• [What to work on]:
Copy the material below line for line, with no changes.

[Records from a pointing dataset]
□ □ □ □
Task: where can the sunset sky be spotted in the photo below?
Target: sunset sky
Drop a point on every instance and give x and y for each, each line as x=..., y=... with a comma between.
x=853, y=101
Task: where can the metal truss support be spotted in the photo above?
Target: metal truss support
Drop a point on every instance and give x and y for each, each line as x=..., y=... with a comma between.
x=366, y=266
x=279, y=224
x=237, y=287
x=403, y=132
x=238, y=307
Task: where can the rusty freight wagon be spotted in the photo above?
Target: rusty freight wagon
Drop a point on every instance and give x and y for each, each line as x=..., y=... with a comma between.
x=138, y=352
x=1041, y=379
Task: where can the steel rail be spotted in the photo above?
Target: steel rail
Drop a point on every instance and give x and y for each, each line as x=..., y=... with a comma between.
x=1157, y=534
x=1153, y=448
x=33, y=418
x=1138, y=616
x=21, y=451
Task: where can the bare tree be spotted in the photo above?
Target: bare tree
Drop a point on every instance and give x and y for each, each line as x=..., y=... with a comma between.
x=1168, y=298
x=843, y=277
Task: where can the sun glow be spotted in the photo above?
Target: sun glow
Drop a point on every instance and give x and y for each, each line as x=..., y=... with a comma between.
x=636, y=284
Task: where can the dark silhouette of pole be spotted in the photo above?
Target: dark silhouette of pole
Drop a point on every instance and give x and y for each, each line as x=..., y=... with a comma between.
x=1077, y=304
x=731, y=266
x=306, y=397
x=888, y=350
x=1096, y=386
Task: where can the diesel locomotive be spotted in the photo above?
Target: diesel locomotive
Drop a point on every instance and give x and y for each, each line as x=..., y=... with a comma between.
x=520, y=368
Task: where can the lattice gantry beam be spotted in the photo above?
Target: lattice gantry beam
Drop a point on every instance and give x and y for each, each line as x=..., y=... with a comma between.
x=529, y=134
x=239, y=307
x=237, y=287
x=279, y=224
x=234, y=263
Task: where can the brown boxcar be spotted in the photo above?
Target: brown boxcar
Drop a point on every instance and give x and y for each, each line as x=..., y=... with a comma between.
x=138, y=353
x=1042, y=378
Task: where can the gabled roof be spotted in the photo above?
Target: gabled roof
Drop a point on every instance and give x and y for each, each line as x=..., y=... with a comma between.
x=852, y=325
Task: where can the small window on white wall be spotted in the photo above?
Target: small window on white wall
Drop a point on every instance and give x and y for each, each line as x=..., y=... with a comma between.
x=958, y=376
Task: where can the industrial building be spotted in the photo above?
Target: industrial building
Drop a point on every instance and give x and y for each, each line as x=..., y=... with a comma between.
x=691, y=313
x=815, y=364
□ □ □ □
• [Result]:
Task: where can the sunset sky be spotted in the photo below?
Target: sunset sky
Drop a point on every instance and give x and y for each, each line as x=..., y=... with a comma between.
x=853, y=101
Task: where can the metal truss support be spotted in the photo above?
Target: metal truss support
Drop a point on every instance and give x and y for each, each line as x=..., y=... with a comma between.
x=366, y=266
x=279, y=224
x=237, y=287
x=403, y=132
x=238, y=307
Task: where can the rusty freight wagon be spotted in the photo above?
Target: rusty freight wagon
Drop a point on every instance and give x and y for each, each line as x=..., y=... with a comma between.
x=138, y=352
x=1041, y=379
Task: where can the steel rail be spotted in the photo above?
Target: steel rail
Drop a point on every instance and give x and y for each, each line as x=..., y=... with a comma between.
x=1157, y=534
x=1153, y=448
x=33, y=418
x=1138, y=616
x=21, y=451
Task: where can the bare tree be spotted in the photo above?
Target: bare tree
Drop a point on every instance and give x and y for each, each line as x=..., y=... with a comma between.
x=1168, y=298
x=843, y=277
Task: where can the sun glow be spotted in the photo above?
Target: sun glow
Drop a point on every instance and give x and y for each, each line as x=..., y=... with a comma between.
x=636, y=284
Task: where can the dark silhouette of pole be spotted in the photo above?
Target: dark silhouette of pole
Drop a point on every instance and give x and y for each, each line as x=..., y=... with a comma between.
x=1077, y=304
x=731, y=266
x=306, y=397
x=888, y=350
x=1096, y=386
Task: where can the diesel locomotive be spotted in the photo above?
Target: diesel locomotive
Drop a point on every instance and give x and y for each, each line as x=..., y=... with a comma between.
x=520, y=368
Task: where can the lattice gantry beam be spotted in the photo above?
Target: lattice gantry beam
Drop a point on every instance and give x and y for each, each line as x=..., y=... with a comma between.
x=529, y=134
x=239, y=307
x=237, y=287
x=279, y=224
x=234, y=263
Task: where can the brown boxcar be spotted in the photo above?
Target: brown boxcar
Drop a point on every instance and give x and y for each, each line as x=..., y=... with a comma between.
x=138, y=353
x=1042, y=378
Task: where can the gabled roof be spotted in the photo above?
Target: gabled roof
Drop a point on every instance and give x and y for each, each line as x=..., y=... with a comma between.
x=852, y=325
Task: where can the small window on white wall be spotted in the photo above?
Target: small window on white wall
Drop a point on every instance and give x and y for each, each line as x=..., y=... with a comma between.
x=958, y=376
Task: where can the industrial building be spotted in the photo above?
Target: industrial building
Drop a point on every instance and give x and y for each, each line as x=..., y=... with a comma between.
x=691, y=313
x=815, y=364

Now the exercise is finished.